_TASK DESCRIPTION_: Output exactly the lines that run from the line with "paving as a single dot per instance." to the end of the material, both ends included, and no other lines.

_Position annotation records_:
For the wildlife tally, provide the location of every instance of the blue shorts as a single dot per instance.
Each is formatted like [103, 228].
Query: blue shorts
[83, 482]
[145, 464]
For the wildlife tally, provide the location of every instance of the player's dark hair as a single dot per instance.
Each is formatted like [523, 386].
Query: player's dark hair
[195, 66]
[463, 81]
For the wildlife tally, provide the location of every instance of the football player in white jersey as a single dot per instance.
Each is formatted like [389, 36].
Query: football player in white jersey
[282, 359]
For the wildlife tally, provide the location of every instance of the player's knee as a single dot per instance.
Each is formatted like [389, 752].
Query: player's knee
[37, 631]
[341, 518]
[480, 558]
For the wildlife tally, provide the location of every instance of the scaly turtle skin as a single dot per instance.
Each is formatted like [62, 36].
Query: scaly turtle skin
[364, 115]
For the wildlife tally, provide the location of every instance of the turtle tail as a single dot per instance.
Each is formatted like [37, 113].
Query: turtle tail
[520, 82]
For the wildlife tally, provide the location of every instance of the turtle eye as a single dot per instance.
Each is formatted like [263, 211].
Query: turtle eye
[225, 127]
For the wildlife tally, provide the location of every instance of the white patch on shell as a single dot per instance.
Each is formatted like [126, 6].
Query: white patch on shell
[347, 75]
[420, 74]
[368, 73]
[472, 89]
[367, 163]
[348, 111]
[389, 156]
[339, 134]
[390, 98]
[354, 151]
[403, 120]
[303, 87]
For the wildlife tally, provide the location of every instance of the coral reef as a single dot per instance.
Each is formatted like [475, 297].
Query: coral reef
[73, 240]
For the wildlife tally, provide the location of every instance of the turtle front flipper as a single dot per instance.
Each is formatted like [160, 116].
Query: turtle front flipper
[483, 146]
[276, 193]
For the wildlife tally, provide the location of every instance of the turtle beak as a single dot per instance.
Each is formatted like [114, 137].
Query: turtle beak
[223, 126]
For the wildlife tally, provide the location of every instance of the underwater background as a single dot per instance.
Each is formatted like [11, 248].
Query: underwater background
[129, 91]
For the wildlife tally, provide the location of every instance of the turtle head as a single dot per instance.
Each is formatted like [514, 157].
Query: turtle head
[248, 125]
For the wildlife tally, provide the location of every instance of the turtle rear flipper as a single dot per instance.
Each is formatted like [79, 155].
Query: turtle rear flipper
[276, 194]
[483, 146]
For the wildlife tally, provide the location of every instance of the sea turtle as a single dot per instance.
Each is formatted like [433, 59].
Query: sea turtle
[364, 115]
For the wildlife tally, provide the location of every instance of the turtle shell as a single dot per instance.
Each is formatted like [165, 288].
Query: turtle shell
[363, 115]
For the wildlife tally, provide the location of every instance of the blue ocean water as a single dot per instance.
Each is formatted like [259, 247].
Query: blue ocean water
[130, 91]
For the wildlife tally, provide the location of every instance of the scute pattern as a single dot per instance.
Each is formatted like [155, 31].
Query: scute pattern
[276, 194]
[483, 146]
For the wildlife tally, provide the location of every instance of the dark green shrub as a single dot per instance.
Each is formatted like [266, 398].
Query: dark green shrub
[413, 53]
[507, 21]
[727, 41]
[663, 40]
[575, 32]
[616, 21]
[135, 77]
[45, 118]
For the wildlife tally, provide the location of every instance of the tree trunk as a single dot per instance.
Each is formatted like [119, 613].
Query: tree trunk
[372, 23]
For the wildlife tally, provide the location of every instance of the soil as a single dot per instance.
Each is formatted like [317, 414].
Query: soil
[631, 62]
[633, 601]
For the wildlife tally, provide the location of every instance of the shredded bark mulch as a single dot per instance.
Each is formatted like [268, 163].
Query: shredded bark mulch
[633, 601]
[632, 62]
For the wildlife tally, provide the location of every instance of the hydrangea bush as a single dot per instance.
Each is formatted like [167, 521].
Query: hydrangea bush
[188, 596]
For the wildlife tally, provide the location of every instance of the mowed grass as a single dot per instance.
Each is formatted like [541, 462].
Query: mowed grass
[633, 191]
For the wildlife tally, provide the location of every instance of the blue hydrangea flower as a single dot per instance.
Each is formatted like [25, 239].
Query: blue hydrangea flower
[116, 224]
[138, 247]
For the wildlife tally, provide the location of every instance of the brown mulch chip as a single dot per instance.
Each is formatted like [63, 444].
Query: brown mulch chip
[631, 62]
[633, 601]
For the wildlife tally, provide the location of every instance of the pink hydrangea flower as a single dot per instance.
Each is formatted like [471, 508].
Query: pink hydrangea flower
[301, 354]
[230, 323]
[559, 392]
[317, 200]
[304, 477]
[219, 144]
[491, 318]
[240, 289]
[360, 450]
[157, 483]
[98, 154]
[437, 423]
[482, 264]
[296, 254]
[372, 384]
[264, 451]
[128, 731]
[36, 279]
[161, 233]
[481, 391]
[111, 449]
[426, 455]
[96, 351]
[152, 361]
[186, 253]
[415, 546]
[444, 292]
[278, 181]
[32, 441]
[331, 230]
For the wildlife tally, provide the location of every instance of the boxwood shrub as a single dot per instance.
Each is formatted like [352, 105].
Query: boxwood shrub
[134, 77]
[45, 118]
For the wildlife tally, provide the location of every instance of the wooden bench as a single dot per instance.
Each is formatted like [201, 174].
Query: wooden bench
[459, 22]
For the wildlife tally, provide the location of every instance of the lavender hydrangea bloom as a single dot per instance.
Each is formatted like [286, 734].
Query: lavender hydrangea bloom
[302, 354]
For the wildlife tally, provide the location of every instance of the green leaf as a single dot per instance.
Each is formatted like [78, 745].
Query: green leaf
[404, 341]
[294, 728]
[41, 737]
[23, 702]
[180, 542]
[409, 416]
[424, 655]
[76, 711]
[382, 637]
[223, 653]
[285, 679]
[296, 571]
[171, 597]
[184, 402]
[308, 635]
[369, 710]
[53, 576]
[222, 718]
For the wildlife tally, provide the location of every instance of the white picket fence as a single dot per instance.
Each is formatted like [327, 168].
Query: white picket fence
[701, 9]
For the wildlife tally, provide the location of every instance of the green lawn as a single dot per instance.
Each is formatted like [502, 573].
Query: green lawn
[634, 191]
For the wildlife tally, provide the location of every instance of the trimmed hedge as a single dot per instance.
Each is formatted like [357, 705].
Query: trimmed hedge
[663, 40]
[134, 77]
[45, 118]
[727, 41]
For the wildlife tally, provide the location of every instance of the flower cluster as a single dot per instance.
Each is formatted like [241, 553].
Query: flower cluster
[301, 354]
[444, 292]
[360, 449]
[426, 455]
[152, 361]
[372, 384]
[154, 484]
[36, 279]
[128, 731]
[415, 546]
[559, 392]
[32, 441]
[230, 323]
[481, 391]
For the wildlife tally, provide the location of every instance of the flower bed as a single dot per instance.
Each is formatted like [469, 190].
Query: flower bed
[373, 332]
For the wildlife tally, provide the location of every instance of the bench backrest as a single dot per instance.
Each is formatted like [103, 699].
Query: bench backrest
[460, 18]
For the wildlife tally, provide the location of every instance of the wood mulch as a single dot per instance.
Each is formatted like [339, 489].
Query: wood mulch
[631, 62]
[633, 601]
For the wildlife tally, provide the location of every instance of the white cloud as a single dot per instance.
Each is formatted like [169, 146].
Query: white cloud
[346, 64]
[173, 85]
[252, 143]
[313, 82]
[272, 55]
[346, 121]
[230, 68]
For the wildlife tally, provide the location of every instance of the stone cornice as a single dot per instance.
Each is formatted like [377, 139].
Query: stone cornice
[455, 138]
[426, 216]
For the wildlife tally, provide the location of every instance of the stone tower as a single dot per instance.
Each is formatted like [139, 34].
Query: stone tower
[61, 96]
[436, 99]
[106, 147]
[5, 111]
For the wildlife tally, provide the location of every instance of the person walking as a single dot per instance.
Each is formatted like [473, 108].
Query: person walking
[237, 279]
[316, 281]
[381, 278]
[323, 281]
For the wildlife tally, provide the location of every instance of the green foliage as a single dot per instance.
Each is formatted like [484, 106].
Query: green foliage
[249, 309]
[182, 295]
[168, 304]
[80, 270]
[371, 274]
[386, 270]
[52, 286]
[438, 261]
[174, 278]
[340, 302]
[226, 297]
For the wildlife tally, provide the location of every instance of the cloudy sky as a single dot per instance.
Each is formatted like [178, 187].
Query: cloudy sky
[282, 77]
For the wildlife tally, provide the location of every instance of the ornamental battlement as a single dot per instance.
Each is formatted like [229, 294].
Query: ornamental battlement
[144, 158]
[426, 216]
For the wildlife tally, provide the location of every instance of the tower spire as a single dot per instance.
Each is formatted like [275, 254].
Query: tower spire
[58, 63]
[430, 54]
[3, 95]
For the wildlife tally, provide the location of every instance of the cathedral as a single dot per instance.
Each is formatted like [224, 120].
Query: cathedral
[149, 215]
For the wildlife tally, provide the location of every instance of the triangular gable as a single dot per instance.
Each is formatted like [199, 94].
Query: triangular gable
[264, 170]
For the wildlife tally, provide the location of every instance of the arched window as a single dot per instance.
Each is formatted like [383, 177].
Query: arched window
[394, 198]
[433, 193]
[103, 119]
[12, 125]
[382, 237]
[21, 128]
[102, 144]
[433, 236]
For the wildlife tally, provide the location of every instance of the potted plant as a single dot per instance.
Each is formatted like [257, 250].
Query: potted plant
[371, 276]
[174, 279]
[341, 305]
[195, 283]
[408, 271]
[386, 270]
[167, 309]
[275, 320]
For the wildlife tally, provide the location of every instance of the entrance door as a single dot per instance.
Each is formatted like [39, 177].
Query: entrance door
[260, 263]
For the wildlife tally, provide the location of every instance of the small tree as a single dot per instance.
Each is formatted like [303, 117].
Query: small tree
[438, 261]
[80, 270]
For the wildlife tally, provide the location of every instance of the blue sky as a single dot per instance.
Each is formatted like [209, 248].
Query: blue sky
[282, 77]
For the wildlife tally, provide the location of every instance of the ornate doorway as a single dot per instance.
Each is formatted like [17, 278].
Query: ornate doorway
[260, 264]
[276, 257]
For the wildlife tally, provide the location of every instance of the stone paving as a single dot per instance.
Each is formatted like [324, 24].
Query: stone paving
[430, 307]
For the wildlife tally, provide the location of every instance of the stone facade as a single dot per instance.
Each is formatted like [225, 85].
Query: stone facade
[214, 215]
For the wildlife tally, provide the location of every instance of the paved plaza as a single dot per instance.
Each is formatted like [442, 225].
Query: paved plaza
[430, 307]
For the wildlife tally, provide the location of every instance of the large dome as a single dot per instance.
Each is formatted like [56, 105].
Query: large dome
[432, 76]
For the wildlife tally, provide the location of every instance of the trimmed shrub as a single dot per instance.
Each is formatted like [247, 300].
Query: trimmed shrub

_SOLUTION_:
For the wildlife tally, provide the location of every instance of the stone paving as a single dot per instance.
Each is formatted like [324, 24].
Query: stone paving
[430, 307]
For the wildlife tally, provide the location of every instance of the stone facade as a single dot per instance.
Each is formatted like [225, 85].
Query: stone facade
[214, 215]
For the wildlife tally, provide the location of every instance of the paved plaza as a single dot per instance.
Each is formatted like [442, 225].
Query: paved plaza
[430, 307]
For the wildlife tally, provide the location of every instance of the large dome as a single dot per instance.
Each is formatted like [56, 105].
Query: large dome
[432, 76]
For the wildlife tally, provide the location of every instance of the trimmed shrub as a single dot per instance.
Each is formatted like [247, 300].
Query: trimmed shrub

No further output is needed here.